▸ Stated problem
Please return the lines of the entries without changes, starting at the line containing "task | place a point on the blue wristband, one" and ending at the final line of the entries, both included.

▸ Data for processing
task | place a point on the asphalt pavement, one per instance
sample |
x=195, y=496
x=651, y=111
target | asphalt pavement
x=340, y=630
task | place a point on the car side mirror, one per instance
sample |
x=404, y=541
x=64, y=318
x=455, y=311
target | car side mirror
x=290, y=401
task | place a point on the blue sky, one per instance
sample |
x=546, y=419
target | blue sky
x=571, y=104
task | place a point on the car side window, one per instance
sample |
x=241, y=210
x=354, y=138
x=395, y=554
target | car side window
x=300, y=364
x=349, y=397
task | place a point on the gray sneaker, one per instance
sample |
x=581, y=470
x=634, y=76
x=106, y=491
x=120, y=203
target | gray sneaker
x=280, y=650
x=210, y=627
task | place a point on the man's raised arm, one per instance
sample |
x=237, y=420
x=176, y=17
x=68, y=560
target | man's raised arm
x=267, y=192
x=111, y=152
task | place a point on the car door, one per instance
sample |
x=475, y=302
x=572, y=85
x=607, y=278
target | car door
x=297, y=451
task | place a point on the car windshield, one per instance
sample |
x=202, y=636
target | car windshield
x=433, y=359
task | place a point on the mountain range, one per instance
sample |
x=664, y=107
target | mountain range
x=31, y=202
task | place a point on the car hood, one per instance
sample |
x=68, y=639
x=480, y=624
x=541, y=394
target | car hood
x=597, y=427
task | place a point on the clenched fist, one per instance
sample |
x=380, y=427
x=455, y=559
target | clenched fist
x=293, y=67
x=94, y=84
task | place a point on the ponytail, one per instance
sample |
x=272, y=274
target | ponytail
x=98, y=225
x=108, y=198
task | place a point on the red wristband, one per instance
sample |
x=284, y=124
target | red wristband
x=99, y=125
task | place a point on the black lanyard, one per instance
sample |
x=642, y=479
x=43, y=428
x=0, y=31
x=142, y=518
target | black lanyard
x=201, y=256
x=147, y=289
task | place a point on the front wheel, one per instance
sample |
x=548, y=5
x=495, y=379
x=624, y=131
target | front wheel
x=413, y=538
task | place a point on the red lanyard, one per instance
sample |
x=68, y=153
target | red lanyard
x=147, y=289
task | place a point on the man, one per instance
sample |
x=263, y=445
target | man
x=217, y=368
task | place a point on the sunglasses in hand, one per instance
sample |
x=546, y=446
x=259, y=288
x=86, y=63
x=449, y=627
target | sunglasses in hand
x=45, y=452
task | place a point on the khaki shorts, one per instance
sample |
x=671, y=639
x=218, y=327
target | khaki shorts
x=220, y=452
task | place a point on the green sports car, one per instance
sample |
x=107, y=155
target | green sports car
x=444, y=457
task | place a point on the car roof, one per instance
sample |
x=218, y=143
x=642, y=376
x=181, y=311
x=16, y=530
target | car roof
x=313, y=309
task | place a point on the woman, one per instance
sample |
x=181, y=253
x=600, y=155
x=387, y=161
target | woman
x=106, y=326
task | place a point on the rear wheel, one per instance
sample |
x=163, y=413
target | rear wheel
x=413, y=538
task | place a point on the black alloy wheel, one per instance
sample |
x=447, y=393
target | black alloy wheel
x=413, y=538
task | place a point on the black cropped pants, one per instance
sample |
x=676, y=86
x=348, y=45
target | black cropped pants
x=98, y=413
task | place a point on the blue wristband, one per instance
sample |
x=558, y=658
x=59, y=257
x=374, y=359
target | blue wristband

▸ Final answer
task | place a point on the blue wristband, one per instance
sample |
x=558, y=658
x=59, y=257
x=374, y=359
target | blue wristband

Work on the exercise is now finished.